* Problem *
Please repeat, without alteration, the line containing "For every instance of the agricultural" and every line that follows it to the end of the entries below, and only those lines.

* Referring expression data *
Start of Block

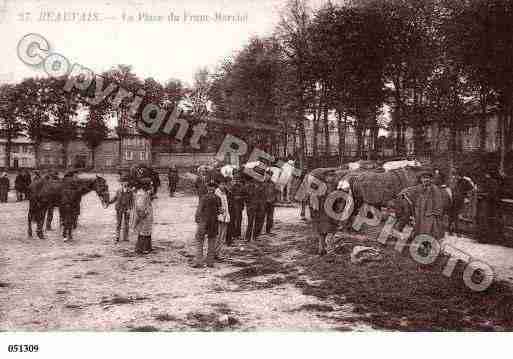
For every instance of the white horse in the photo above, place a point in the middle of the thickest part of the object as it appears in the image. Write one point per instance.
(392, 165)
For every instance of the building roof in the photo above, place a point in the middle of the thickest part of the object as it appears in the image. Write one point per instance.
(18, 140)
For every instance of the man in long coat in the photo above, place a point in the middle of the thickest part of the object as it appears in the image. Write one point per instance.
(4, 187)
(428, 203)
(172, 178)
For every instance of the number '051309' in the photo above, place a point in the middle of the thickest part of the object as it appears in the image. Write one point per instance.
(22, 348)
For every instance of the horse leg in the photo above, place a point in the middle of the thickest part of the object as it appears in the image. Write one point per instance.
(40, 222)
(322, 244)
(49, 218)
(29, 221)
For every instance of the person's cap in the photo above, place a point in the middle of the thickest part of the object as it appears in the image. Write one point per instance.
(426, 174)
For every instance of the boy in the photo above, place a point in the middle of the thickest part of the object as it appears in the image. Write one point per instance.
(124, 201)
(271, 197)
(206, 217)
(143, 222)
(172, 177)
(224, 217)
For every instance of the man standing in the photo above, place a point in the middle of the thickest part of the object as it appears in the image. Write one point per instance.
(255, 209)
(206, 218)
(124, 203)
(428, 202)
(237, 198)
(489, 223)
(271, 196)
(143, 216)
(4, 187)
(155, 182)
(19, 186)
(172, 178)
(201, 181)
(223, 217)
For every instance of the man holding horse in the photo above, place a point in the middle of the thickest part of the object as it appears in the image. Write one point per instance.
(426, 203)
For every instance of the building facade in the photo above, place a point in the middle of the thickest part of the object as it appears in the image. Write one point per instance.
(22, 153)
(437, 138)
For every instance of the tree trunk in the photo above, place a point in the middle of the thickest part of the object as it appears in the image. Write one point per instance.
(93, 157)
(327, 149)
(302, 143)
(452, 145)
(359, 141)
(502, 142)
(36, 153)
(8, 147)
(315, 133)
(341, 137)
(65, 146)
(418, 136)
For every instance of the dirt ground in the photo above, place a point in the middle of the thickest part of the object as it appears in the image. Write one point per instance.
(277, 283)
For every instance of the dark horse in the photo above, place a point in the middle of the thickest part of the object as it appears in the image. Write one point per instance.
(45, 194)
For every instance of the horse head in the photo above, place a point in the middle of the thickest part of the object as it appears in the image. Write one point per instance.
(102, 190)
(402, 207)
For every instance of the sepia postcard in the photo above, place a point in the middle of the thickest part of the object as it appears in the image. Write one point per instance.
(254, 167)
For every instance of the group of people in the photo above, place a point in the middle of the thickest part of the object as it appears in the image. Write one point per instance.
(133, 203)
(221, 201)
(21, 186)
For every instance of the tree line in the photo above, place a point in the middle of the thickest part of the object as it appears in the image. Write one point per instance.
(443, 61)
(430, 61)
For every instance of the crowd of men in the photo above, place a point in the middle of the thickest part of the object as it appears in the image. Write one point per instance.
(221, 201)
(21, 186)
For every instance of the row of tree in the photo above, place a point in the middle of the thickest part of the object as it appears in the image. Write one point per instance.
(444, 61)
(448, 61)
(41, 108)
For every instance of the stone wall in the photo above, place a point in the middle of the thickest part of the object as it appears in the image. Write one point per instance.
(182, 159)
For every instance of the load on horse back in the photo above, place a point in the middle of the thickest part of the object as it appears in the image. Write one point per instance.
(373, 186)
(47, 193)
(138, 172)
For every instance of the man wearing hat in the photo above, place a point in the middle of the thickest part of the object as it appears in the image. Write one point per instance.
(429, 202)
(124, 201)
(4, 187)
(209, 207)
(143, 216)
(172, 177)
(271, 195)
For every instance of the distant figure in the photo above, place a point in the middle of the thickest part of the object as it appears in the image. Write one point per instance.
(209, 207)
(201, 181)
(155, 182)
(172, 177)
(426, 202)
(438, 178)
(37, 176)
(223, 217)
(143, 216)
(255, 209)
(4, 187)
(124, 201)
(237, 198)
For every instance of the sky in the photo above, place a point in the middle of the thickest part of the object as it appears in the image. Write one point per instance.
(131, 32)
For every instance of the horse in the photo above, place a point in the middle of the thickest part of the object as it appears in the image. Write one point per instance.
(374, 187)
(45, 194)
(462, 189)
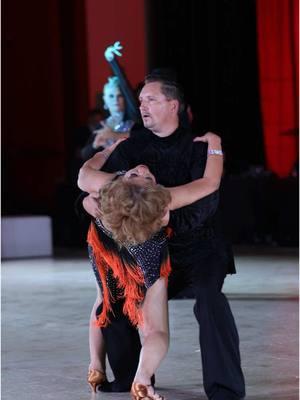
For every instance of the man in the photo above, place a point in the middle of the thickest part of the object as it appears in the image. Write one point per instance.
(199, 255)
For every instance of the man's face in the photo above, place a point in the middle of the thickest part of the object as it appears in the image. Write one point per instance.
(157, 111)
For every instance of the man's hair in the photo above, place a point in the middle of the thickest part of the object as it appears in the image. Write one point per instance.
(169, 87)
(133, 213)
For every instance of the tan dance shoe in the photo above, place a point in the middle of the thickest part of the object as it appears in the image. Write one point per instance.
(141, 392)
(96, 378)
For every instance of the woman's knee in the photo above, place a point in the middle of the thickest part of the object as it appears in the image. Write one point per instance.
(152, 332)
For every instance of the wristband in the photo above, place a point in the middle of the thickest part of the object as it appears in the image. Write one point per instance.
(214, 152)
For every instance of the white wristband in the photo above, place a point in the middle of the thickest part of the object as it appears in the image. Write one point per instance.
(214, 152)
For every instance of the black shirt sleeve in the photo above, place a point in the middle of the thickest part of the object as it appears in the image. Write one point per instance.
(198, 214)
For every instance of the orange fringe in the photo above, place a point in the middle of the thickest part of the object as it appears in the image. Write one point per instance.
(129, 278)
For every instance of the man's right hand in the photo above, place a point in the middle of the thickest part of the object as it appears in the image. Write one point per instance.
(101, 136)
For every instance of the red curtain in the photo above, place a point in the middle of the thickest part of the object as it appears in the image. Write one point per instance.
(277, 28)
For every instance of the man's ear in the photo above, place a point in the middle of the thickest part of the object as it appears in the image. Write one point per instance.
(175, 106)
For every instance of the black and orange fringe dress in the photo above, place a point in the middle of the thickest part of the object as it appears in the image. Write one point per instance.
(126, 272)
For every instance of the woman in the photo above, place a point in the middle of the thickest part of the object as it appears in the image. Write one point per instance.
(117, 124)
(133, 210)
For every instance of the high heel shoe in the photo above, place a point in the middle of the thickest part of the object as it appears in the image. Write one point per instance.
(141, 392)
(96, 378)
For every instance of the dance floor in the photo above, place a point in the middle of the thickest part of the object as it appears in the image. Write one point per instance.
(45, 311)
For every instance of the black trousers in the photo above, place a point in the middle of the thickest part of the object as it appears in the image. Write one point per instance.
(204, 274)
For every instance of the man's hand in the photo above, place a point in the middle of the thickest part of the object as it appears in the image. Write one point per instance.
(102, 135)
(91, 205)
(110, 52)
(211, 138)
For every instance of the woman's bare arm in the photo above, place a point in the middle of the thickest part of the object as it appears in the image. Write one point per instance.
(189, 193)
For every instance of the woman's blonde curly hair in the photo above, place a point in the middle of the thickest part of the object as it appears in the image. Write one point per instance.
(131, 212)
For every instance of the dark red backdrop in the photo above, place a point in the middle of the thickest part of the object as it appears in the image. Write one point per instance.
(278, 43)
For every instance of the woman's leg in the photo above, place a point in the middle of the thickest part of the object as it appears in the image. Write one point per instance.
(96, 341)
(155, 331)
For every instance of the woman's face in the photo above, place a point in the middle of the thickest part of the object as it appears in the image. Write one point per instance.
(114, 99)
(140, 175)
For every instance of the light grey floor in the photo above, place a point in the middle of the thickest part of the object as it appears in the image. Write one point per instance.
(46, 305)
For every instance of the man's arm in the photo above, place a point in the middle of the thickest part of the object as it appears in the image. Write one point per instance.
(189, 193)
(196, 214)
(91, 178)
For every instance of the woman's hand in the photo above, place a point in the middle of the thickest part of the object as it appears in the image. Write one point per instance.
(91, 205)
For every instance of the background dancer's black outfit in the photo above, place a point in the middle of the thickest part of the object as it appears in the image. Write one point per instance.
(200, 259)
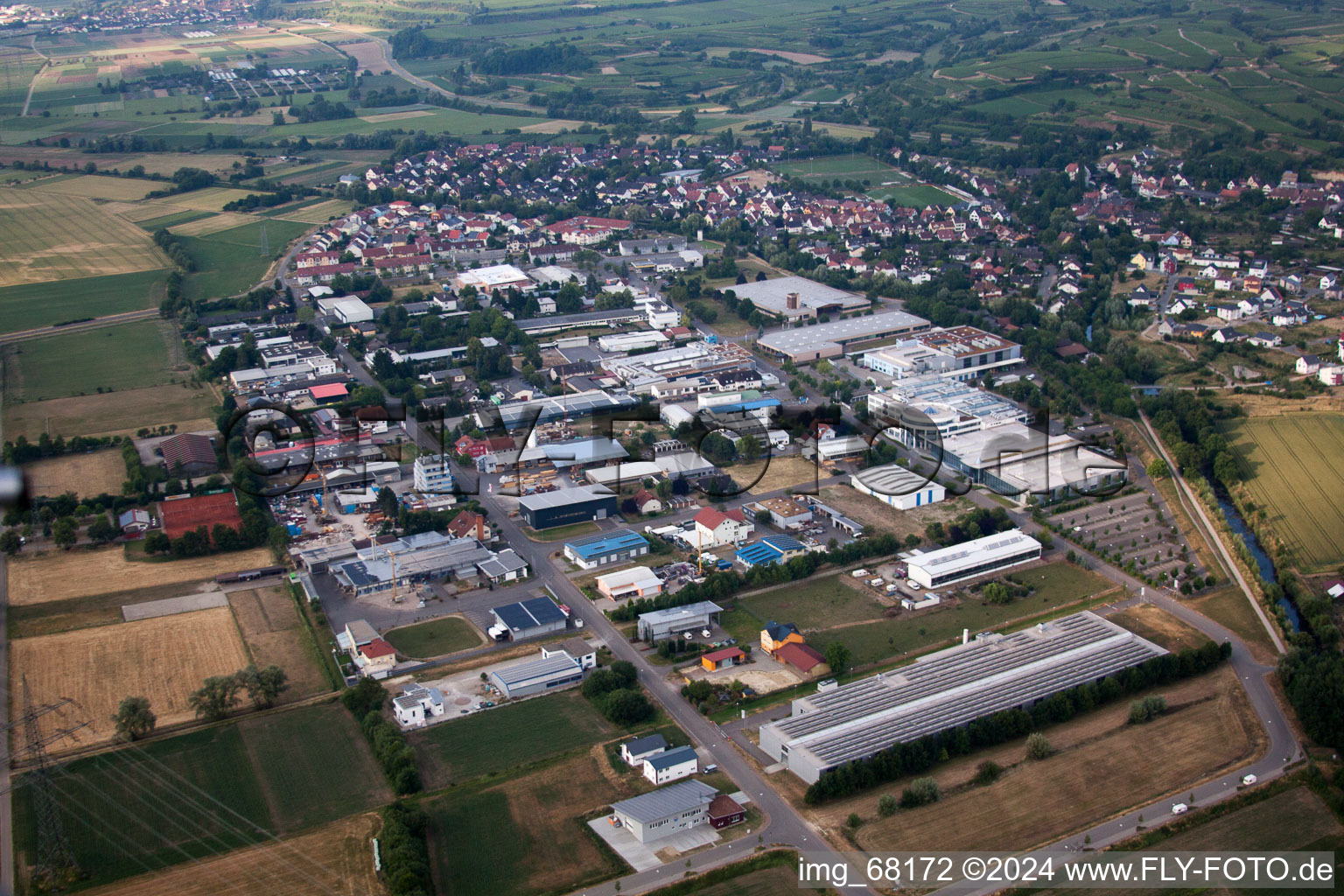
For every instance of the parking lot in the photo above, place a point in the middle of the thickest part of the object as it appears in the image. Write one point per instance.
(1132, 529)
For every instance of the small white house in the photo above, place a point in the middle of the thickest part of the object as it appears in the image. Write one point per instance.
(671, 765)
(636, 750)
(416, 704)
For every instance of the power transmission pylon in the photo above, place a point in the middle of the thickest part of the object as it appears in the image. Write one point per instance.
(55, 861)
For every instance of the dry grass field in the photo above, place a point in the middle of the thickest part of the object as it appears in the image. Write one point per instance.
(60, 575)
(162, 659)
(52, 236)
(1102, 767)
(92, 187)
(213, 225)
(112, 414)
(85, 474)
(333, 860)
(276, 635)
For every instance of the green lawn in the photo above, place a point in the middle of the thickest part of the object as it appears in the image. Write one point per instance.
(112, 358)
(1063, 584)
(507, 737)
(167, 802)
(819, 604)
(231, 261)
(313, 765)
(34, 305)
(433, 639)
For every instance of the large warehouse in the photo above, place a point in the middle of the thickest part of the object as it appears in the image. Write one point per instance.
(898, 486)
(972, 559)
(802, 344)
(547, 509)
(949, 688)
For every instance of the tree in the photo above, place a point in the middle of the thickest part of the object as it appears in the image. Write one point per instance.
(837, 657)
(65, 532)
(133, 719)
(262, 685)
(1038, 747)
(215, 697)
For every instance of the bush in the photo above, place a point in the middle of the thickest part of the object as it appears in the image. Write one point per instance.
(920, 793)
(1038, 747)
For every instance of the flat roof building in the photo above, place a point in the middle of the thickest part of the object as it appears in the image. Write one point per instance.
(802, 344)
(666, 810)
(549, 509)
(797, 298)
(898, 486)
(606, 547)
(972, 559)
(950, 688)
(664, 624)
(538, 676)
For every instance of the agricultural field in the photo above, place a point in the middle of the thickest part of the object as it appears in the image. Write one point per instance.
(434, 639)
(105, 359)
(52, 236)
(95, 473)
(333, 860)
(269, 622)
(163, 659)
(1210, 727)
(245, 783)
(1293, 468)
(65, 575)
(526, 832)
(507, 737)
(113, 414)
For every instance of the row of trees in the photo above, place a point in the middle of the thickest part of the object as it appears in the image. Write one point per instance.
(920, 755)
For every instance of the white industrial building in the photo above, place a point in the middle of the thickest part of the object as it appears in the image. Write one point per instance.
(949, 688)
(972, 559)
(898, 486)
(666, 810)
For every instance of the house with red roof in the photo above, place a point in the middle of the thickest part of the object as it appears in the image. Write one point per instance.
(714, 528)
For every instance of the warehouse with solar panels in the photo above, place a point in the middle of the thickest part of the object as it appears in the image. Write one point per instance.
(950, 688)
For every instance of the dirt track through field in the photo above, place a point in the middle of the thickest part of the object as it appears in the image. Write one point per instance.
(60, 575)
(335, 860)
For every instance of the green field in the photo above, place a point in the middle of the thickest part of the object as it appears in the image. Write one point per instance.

End of Block

* Solution to this task *
For every instance of the agricultural field in the photo above, place a point in the middle of the thickest part of the object as it appears in the image. Write one point per instance.
(434, 639)
(105, 359)
(52, 236)
(95, 473)
(333, 860)
(269, 622)
(163, 659)
(1210, 727)
(245, 783)
(1293, 468)
(65, 575)
(526, 832)
(507, 737)
(113, 414)
For every instance of the row of trees in the photo above, place a point in the middle of the thickest part of the object as it appears in the image. Write one point per instance.
(920, 755)
For every instance of the white industrial building in the photo above, place a point in the middle of the thickest part of the object as it appears in the image. Write one point per instance.
(949, 688)
(972, 559)
(898, 486)
(666, 810)
For every instance of the house with red roof in the photo above, place a point in the middle of the thickest part of the object as it appears in the image. Write one point per instance.
(714, 528)
For every instance of the warehouse with solar panels in the photo above, place a point in the middle of the thickest part of the object as it appears in the image. Write one point per instance.
(950, 688)
For every instance of the dirt track through field in the photo above, place a point in the middle of the thickest part of the object as it appears in the image. Write one point per instance.
(60, 575)
(335, 860)
For every instance of the green field in the photo above, place a point in the middle of the thickest part of the object as it appears in the image. Write one point per instance.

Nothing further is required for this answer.